# The request
Write out exactly, please, the lines from the one containing "the metal balcony" to the end of the material.

# Source data
>>
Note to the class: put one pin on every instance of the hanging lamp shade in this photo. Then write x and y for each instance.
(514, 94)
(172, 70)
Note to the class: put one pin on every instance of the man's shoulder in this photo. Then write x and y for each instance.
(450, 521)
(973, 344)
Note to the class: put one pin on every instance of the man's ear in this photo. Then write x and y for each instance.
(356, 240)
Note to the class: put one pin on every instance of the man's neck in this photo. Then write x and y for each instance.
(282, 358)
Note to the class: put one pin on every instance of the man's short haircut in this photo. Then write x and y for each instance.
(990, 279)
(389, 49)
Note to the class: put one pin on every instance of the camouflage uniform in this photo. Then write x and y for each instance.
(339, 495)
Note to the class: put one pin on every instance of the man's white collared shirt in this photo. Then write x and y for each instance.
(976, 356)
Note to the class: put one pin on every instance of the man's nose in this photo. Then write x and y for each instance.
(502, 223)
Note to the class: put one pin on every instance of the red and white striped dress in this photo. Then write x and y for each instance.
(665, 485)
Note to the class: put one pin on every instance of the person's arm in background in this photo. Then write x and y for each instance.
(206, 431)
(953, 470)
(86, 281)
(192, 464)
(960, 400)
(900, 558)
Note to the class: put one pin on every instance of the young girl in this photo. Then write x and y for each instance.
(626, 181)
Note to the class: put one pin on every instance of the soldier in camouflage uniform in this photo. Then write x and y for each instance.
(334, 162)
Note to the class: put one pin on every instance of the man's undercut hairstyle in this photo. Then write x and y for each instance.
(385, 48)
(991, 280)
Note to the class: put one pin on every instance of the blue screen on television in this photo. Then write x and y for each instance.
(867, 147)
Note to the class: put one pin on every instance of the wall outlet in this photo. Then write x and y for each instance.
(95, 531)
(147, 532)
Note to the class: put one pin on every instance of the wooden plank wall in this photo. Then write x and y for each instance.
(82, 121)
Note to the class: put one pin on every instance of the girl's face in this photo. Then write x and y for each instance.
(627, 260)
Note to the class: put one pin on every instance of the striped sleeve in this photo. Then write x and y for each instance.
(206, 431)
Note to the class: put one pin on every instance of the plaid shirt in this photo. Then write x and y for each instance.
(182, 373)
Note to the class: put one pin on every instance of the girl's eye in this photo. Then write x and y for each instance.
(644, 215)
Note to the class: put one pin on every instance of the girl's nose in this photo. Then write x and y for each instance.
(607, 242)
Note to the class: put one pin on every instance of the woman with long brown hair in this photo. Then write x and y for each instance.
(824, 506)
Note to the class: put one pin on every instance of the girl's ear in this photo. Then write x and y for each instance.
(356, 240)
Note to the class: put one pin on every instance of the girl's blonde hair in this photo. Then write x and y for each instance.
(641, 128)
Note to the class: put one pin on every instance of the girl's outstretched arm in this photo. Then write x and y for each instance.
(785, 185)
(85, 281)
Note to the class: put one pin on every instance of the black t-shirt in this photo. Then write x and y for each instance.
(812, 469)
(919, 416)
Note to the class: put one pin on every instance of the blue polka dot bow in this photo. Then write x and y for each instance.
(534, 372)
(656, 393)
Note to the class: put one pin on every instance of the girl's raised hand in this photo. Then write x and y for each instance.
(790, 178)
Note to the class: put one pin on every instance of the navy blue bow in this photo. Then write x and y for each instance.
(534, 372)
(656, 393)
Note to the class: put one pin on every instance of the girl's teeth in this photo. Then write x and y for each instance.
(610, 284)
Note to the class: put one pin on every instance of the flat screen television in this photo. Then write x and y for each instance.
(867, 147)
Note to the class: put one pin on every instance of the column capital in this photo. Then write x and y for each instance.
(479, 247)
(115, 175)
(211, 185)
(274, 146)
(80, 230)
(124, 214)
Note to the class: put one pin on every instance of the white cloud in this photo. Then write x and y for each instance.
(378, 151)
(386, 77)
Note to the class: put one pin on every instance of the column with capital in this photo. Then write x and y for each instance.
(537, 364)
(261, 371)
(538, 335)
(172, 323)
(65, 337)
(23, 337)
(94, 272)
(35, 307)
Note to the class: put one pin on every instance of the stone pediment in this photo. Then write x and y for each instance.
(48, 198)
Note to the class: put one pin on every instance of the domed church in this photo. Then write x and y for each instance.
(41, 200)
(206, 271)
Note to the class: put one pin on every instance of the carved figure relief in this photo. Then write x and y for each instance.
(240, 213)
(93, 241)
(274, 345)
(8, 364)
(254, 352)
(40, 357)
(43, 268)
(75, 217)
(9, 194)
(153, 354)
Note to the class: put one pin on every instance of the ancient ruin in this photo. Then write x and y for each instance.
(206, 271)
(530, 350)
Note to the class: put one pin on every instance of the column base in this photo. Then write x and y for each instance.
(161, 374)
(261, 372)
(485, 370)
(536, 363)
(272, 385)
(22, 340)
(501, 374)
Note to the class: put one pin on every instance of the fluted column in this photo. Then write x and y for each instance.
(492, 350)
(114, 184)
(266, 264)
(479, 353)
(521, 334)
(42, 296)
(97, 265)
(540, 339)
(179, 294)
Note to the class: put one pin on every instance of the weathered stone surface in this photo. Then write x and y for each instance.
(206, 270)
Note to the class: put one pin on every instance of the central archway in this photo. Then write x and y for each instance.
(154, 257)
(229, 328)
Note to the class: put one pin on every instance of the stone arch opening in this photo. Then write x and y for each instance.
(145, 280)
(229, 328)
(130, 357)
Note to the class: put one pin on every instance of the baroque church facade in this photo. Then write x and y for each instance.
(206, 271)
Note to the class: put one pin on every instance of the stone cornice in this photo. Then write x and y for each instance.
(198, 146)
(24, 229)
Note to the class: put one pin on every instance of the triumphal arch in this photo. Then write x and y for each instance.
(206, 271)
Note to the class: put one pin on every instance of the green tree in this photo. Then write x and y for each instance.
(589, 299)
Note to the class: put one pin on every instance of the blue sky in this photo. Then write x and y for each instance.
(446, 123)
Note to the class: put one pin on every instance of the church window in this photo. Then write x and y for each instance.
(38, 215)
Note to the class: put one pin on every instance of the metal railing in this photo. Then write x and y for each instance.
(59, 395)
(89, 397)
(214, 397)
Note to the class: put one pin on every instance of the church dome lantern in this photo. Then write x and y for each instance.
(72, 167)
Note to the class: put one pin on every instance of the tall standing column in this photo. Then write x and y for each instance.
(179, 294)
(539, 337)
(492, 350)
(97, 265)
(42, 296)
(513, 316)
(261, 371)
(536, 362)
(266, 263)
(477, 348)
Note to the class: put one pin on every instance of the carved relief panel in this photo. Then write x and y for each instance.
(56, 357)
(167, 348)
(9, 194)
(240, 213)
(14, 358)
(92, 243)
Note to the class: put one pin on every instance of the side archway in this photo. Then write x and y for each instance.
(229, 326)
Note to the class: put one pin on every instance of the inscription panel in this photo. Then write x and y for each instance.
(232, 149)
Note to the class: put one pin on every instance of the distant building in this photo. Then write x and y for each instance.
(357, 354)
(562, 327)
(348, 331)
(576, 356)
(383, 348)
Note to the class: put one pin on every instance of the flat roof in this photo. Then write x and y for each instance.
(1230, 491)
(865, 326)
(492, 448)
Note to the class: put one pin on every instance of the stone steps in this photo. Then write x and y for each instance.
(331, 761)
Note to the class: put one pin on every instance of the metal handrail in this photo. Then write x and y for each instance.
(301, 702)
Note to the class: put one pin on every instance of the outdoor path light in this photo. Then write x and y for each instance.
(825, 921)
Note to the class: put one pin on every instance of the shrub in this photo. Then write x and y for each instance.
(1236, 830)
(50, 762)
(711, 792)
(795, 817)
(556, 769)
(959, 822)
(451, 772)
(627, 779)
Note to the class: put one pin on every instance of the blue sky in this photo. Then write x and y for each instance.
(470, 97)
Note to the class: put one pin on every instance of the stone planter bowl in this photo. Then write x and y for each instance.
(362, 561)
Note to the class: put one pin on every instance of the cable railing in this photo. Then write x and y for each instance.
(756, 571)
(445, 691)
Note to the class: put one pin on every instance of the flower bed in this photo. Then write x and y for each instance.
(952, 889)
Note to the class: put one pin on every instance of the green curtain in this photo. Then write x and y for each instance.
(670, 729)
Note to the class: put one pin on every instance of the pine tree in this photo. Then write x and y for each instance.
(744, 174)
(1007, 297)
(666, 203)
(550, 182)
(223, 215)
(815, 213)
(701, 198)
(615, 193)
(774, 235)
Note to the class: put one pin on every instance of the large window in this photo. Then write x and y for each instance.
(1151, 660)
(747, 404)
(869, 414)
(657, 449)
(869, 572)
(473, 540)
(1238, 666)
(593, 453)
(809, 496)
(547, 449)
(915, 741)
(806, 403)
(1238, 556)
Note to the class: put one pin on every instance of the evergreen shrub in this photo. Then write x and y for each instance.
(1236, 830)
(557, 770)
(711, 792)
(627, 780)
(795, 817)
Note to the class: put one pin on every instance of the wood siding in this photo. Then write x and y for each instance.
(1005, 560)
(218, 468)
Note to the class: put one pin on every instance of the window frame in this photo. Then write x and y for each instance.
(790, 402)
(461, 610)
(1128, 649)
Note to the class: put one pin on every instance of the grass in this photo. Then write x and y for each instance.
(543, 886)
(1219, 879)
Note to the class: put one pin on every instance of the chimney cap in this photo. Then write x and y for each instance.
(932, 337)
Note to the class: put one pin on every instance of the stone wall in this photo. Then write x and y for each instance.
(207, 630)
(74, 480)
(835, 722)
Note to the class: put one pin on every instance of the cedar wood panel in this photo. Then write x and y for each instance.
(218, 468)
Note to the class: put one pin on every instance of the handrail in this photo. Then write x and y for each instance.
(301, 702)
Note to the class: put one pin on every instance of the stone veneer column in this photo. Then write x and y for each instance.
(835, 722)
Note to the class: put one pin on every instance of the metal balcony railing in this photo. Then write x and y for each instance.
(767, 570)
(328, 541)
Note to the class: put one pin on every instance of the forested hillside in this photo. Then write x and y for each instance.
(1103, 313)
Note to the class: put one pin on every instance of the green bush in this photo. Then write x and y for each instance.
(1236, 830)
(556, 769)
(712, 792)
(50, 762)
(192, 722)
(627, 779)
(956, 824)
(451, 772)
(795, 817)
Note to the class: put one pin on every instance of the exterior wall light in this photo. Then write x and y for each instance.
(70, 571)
<<
# Solution to the exercise
Note to the class: put one pin on every instance of the metal balcony railing in this photo. Then write x and y for each instance.
(767, 570)
(328, 541)
Note to the class: put one pin on every instance of the forested hillside in this photo. Then write x and y for each instance.
(1103, 313)
Note to the class: put one pin on every instance of the green bush in this photo. Then write x and y for each instance.
(1236, 830)
(556, 769)
(712, 792)
(50, 762)
(192, 722)
(627, 779)
(956, 824)
(451, 772)
(795, 817)
Note to the class: put one pin on every instance of the exterior wall light in this photo. Then write x and y for each instance.
(70, 571)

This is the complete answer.